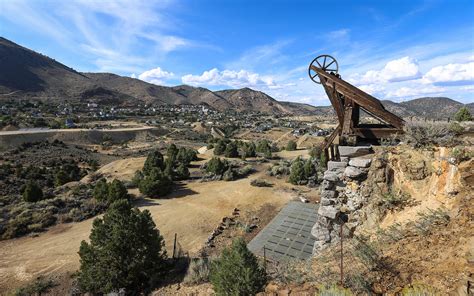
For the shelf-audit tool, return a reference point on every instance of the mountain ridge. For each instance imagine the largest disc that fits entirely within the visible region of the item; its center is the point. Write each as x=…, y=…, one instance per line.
x=25, y=73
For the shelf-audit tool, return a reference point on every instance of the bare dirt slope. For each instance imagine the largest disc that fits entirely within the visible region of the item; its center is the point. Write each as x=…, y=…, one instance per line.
x=192, y=212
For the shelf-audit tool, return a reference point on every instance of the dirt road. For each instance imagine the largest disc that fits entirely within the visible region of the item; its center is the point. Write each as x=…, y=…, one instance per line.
x=192, y=212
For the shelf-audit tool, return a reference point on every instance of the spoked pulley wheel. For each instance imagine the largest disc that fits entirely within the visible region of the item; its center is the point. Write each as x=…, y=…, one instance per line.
x=324, y=62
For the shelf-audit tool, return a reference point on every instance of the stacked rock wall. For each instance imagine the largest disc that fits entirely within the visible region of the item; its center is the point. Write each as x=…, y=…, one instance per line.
x=341, y=197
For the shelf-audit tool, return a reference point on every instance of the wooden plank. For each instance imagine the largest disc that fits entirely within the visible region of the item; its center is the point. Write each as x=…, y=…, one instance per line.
x=335, y=102
x=375, y=133
x=331, y=137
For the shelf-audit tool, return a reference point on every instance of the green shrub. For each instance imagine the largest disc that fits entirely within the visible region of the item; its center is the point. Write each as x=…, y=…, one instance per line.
x=463, y=115
x=456, y=128
x=117, y=191
x=237, y=271
x=219, y=147
x=198, y=271
x=260, y=183
x=32, y=192
x=291, y=146
x=137, y=178
x=231, y=150
x=216, y=166
x=333, y=290
x=126, y=251
x=419, y=290
x=460, y=153
x=316, y=152
x=101, y=190
x=393, y=201
x=310, y=169
x=229, y=175
x=39, y=286
x=248, y=149
x=155, y=184
x=182, y=172
x=297, y=172
x=153, y=160
x=421, y=134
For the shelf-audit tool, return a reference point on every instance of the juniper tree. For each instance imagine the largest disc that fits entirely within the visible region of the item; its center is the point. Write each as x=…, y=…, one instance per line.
x=153, y=160
x=126, y=251
x=32, y=192
x=291, y=146
x=297, y=172
x=463, y=115
x=155, y=184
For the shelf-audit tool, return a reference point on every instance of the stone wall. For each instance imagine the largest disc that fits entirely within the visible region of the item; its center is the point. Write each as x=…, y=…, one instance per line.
x=343, y=194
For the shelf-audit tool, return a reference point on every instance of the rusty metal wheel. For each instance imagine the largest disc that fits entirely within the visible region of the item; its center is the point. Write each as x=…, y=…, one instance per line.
x=324, y=62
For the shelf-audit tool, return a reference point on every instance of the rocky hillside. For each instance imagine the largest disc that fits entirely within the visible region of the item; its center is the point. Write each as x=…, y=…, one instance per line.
x=28, y=74
x=429, y=107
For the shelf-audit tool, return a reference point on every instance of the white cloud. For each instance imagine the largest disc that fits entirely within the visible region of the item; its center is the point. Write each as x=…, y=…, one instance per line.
x=155, y=76
x=408, y=91
x=235, y=79
x=398, y=70
x=450, y=74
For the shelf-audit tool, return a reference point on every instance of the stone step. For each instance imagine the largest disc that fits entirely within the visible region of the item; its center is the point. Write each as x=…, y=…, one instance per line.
x=353, y=151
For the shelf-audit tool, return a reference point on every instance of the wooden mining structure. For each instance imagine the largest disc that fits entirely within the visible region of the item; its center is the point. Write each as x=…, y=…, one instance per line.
x=347, y=101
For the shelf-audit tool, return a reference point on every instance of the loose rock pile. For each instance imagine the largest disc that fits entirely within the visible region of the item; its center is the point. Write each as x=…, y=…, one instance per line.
x=340, y=196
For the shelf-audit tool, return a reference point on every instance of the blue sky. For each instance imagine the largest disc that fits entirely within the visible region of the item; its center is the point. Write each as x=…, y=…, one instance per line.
x=396, y=50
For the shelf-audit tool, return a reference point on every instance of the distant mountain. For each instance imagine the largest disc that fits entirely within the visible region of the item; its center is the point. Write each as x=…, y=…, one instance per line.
x=427, y=107
x=27, y=74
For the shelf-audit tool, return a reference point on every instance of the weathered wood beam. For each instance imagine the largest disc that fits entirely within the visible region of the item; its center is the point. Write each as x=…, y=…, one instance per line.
x=375, y=133
x=363, y=99
x=335, y=101
x=331, y=137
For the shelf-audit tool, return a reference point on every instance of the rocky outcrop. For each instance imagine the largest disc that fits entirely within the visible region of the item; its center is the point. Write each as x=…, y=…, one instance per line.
x=342, y=195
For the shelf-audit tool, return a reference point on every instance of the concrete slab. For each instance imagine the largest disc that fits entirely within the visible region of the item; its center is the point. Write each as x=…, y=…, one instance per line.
x=288, y=235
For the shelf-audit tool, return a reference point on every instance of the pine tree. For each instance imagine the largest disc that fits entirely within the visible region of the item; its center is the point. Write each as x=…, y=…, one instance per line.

▶ [Task requirements]
Output, unchanged, the lines of the items from the line containing "the rocky hillside." up to and including the line containing "x=353, y=151".

▶ [Complete output]
For the shelf-audit tool, return a reference point on every instance of the rocky hillside. For each instance imagine the largest disc that fits entirely within the visible region of the item; its center is the point. Write each as x=…, y=…, one instance per line.
x=28, y=74
x=429, y=107
For the shelf-audit tool, return a reference point on every instance of the white cloud. For each instance imagine the largest disc that fits entirely within the visible region of the item; its center is the point. Write each as x=…, y=…, one instance per line.
x=155, y=76
x=408, y=91
x=235, y=79
x=398, y=70
x=450, y=74
For the shelf-audit tool, return a reference point on every instance of the stone step. For each instance imagine the largest disc that fits entirely within the visible region of the item; its center is the point. Write each as x=…, y=…, one instance per line.
x=353, y=151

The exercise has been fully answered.